== Exercise input ==

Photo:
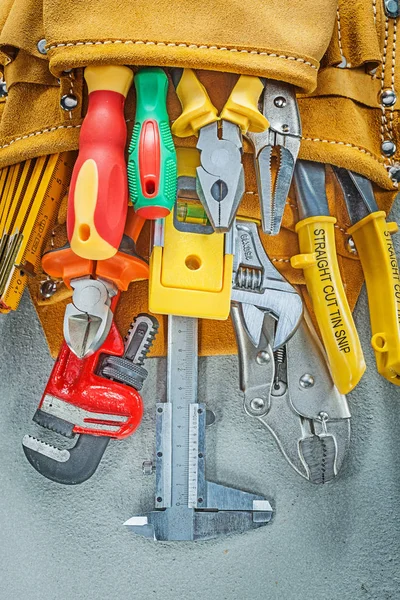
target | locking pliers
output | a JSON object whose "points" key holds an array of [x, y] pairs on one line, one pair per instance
{"points": [[291, 392]]}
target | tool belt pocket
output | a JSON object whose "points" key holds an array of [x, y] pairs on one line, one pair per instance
{"points": [[353, 111]]}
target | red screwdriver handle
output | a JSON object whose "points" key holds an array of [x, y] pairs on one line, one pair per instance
{"points": [[98, 197]]}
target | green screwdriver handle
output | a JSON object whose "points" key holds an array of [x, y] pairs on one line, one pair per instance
{"points": [[152, 165]]}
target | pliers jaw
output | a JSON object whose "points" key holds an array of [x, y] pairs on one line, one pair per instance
{"points": [[88, 318], [220, 177], [282, 139]]}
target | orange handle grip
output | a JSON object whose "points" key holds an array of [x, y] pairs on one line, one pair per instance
{"points": [[98, 198]]}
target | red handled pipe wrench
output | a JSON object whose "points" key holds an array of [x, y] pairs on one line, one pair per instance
{"points": [[96, 398], [93, 394]]}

===

Work request: Pictures stay out. Transcribe the lines from the start of the entries above through the line with "target | tool belt pocket", exactly.

Result for this exercise:
Photo:
target | locking pliers
output | a JSON object whose "points" key holds an array of [x, y] pairs on one line, one pair per instance
{"points": [[291, 392]]}
target | tool belt pocket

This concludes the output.